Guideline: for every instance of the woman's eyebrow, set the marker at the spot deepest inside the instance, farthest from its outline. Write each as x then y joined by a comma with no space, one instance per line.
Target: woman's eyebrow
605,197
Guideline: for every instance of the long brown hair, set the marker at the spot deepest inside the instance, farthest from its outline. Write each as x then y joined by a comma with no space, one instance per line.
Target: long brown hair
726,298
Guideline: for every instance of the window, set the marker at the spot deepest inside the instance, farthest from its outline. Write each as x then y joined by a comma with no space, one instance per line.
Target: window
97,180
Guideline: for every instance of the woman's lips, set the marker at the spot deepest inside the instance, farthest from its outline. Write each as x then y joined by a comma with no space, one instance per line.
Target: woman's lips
---*---
» **INDICACIÓN**
Dispón todas las entradas como una lista JSON de cadenas, con una cadena por cada línea y sin incluir las líneas en blanco.

» **RESULTADO DEL EJERCICIO**
[
  "Guideline: for every instance of the woman's eyebrow, set the marker at the spot deepest inside the instance, farthest from its outline. Write each as x then y joined by a comma with no space, one instance per line.",
  "Target: woman's eyebrow",
  "605,197",
  "Guideline: for every instance of the long brown hair, set the marker at the spot deepest inside the instance, farthest from its outline. Write each as x then y joined by a comma with no space, one instance per line.",
  "Target: long brown hair",
  "726,298",
  "Guideline: for every instance of the window, set the marker at the spot deepest inside the instance, farthest from its outline. Write each as x then y joined by a comma with no space, one instance per line.",
  "Target: window",
  "97,180",
  "Guideline: for every instance of the woman's lips, set the marker at the spot deepest inside the instance, farthest from its outline. Write each as x then y joined by a comma with no space, one instance per line.",
  "Target: woman's lips"
]